Zoeken

Denker der Nederlanden mag nog wat verder denken

Auteur

Sible Schöne

David van Reybrouck, de nieuwe Denker der Nederlanden ziet democratische vernieuwing – zoals burgerberaden - als een voorwaarde voor een goed klimaatbeleid, aldus Sible Schöne. "In een interview in de NRC van 21 maart naar aanleiding van zijn uitverkiezing stelt hij dat de enige keuzes die je nu hebt over life-style gaan: hoeveel biefstukken eet je per week, hoe reis je, welke kleren koop je. De grote planetaire uitdaging wordt in zijn ogen herleid tot hyperindividuele shoppingkeuzes. Wij nemen elkaar de maat over onze individuele voetafdruk, schrijft hij, en ondertussen pompt de oliesector rustig door."

In plaats daarvan stelt van Reybrouck dat we het collectief moeten oplossen. Dat lukt volgens hem niet met de huidige politieke instrumenten, omdat we niet meer goed zijn in het nemen van collectieve beslissingen voor de lange termijn. Daarom is democratische vernieuwing nodig, als voorwaarde voor een goed klimaatbeleid.
──────
Vragen en opdrachten:
- a) Stemmen de volgende beweringen overeen met de tekst over David van Reybrouck? (i) Het interview met Van Reybrouck verscheen in de NRC van 21 maart. (ii) Volgens Van Reybrouck lukt een collectieve oplossing met de huidige politieke instrumenten. (iii) Volgens Van Reybrouck is de oliesector minder gaan pompen. Geef per bewering ja of nee, met de doorslaggevende woorden uit de tekst letterlijk geciteerd.
- b) Verzamel uit de rijen elke regel waarin de tekenreeks "water" voorkomt.
──────
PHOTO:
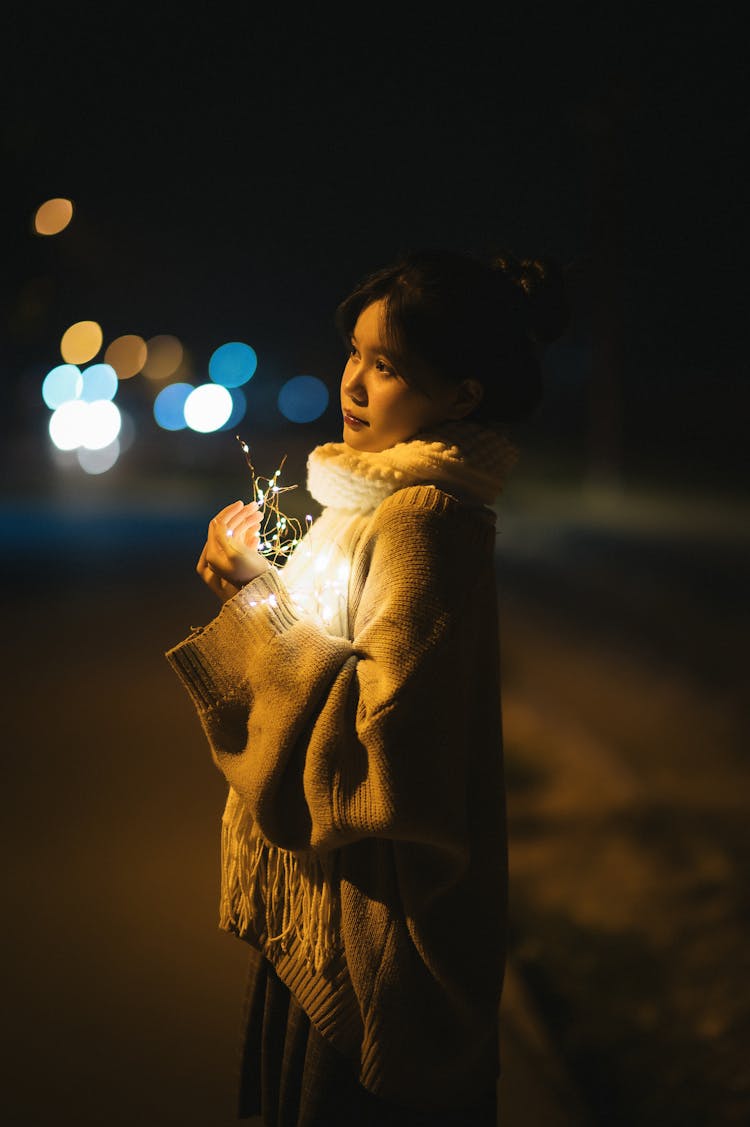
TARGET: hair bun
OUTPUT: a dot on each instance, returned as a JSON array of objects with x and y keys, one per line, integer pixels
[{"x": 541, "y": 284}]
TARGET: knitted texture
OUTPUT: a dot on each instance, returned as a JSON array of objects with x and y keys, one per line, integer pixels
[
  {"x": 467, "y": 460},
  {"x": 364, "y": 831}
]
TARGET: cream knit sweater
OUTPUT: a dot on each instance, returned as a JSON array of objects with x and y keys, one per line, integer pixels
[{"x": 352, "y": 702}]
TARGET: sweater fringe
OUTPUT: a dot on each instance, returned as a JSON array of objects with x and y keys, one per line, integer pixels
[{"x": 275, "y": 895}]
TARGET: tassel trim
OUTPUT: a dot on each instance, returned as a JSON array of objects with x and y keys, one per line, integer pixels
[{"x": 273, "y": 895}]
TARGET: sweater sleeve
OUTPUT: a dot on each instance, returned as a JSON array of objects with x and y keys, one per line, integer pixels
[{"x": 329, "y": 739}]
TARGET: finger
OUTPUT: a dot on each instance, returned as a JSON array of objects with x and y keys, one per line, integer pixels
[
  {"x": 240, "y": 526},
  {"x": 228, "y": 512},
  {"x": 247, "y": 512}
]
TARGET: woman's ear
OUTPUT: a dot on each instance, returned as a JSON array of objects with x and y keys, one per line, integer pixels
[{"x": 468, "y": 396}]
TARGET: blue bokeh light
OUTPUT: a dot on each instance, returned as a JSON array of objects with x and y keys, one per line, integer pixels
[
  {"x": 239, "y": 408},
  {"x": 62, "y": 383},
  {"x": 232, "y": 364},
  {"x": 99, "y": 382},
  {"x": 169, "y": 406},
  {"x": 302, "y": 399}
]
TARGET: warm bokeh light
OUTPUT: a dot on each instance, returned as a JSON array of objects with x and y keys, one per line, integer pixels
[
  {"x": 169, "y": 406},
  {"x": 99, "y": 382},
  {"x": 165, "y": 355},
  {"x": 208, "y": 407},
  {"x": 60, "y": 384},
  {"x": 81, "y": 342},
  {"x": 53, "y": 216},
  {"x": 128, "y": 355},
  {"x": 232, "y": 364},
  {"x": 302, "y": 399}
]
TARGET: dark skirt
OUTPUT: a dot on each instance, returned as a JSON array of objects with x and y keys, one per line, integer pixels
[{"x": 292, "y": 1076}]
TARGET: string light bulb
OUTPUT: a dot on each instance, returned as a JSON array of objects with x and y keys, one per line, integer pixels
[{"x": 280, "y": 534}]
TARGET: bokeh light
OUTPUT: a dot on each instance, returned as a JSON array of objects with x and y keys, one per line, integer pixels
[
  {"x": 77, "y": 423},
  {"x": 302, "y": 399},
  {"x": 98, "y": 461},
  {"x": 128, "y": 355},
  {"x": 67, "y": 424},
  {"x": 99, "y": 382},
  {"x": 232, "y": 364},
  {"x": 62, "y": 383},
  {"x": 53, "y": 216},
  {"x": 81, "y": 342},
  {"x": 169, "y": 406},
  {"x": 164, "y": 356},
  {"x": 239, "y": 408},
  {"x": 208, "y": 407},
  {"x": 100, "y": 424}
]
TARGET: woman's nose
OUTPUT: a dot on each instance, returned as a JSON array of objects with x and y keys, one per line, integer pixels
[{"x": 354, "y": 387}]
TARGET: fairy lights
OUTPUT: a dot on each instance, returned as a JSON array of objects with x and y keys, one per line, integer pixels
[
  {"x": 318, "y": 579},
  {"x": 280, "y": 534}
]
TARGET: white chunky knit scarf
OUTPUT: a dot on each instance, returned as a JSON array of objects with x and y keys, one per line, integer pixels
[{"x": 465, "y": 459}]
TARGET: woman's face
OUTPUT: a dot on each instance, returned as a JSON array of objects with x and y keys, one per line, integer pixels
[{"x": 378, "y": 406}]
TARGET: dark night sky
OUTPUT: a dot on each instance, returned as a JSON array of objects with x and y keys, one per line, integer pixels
──────
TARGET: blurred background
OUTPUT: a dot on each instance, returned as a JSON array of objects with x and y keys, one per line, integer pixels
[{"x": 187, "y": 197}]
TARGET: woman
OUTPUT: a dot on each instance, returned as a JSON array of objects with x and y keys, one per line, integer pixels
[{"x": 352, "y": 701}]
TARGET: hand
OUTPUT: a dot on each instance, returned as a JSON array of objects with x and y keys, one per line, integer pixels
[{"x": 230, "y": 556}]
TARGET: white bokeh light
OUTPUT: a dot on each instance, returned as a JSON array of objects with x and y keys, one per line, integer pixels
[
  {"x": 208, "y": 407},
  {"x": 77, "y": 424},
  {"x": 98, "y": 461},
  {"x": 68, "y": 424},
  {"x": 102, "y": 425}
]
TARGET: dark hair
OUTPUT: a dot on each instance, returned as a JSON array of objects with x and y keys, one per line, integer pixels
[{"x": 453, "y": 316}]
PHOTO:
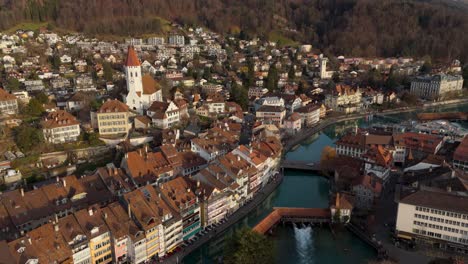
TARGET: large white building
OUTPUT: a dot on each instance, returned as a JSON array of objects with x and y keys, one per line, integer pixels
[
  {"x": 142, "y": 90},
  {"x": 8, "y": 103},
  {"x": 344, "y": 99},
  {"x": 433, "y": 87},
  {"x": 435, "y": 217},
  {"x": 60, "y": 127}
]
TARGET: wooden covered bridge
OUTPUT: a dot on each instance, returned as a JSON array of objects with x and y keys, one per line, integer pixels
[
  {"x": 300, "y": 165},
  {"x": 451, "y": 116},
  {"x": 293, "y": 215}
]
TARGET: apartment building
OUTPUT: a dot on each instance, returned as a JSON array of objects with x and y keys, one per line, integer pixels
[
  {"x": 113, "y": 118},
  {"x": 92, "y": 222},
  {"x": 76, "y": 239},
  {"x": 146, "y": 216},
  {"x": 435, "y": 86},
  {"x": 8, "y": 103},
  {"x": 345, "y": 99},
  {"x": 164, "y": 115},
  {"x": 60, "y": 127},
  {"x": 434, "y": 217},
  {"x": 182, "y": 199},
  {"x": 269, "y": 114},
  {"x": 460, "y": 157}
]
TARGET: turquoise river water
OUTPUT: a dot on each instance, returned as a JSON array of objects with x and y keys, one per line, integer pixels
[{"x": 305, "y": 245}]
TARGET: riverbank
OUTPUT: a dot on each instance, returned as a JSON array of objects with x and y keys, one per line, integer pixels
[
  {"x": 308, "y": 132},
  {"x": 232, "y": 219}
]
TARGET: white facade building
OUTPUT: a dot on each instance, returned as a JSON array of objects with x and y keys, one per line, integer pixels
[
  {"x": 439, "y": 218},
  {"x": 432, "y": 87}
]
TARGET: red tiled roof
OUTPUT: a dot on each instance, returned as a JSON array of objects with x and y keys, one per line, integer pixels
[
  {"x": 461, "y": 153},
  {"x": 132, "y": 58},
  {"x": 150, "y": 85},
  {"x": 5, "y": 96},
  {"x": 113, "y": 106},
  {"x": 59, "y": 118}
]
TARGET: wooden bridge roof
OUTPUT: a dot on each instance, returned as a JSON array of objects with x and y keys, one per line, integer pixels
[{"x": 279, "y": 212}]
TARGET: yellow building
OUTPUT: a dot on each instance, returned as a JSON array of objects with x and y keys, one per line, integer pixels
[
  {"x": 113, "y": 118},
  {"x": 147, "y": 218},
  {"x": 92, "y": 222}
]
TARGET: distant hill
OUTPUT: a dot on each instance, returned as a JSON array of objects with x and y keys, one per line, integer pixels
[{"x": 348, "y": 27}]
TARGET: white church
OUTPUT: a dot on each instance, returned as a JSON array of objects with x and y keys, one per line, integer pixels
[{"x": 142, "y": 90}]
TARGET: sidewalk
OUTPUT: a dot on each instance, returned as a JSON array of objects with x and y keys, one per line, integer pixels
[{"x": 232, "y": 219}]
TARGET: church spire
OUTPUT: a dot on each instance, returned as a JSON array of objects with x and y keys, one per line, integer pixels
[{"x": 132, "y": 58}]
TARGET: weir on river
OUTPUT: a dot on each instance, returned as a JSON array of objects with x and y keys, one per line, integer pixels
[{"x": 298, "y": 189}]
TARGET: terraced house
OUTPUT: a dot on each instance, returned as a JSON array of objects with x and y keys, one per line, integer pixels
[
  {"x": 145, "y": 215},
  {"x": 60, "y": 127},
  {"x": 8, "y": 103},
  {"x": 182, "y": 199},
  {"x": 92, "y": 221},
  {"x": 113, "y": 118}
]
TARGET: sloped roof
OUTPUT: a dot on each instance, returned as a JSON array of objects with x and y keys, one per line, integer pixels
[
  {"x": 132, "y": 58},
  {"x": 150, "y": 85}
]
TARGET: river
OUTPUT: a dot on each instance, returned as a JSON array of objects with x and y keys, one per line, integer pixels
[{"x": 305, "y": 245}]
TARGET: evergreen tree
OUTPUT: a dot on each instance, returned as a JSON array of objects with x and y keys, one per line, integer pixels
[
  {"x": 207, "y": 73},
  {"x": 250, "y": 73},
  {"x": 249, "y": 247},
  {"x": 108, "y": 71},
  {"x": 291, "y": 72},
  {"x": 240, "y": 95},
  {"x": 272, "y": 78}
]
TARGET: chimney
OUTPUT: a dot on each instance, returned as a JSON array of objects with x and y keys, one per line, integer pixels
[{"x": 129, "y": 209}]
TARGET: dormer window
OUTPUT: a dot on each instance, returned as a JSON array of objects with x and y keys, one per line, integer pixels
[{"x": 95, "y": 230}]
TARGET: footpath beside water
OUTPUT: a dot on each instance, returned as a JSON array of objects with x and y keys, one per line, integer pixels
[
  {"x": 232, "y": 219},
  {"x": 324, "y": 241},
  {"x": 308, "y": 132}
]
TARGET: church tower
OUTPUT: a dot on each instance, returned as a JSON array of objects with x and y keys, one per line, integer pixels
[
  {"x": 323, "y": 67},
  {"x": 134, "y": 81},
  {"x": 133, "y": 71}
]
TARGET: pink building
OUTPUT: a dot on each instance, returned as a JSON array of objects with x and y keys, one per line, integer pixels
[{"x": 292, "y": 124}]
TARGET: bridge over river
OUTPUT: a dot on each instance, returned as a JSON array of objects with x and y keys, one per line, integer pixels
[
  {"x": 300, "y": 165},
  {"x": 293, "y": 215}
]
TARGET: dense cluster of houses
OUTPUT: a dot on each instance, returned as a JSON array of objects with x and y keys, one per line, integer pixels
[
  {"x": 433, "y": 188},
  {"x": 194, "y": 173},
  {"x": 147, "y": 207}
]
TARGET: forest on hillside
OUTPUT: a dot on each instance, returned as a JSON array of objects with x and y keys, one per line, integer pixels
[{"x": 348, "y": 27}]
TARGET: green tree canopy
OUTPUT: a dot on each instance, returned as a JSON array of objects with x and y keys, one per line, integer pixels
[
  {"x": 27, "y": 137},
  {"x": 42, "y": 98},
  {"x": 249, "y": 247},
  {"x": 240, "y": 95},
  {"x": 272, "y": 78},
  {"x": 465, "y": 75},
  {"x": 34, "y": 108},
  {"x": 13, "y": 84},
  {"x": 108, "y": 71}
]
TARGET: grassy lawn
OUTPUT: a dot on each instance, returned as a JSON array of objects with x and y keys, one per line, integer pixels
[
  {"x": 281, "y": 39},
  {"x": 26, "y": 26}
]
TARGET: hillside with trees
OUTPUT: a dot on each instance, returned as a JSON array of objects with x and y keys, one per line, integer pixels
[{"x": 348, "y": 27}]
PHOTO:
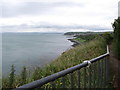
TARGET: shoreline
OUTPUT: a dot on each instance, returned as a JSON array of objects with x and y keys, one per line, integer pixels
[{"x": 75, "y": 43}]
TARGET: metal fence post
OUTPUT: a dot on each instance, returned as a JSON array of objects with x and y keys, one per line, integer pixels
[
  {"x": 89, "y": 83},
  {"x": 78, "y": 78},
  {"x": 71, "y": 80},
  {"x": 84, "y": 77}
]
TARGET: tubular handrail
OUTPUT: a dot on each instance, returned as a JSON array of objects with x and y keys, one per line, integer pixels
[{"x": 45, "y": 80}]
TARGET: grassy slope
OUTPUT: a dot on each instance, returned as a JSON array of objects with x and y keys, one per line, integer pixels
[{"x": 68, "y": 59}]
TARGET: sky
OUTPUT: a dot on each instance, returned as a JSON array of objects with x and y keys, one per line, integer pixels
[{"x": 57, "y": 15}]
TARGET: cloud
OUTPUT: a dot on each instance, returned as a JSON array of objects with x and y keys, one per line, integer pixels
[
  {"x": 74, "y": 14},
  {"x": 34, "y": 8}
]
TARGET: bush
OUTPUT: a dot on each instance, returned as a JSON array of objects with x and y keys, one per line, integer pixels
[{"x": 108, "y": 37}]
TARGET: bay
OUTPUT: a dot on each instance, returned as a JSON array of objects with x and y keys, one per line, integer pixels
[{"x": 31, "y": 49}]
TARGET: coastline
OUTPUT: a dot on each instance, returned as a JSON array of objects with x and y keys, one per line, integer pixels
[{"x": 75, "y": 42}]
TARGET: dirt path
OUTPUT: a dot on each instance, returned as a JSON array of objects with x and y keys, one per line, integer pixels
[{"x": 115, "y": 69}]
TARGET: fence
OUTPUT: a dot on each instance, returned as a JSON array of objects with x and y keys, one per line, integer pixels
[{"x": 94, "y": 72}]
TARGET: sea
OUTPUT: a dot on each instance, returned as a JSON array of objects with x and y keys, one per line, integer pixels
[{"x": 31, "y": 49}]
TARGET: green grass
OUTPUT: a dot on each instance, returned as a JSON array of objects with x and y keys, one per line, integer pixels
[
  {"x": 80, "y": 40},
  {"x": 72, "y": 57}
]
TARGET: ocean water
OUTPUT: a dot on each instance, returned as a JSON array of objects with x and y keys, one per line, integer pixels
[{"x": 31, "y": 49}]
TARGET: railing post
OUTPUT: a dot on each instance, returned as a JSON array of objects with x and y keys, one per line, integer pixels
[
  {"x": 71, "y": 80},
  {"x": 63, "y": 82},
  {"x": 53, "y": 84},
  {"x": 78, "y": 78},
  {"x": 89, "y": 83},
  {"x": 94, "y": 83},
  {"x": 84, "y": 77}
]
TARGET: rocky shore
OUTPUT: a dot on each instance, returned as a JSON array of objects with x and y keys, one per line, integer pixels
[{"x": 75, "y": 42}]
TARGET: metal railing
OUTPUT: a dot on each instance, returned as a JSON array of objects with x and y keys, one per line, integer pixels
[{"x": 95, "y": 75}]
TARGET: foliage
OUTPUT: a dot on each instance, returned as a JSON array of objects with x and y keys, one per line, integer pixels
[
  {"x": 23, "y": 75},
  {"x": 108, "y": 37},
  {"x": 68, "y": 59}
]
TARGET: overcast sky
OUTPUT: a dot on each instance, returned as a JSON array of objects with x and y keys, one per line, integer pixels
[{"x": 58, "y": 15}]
──────
Uitkomsten oefening:
- a)
(i) Ja: "In een interview in de NRC van 21 maart naar aanleiding van zijn uitverkiezing"
(ii) Nee: "Dat lukt volgens hem niet met de huidige politieke instrumenten"
(iii) Nee: "ondertussen pompt de oliesector rustig door"

- b)
TARGET: turquoise river water
TARGET: footpath beside water
TARGET: ocean water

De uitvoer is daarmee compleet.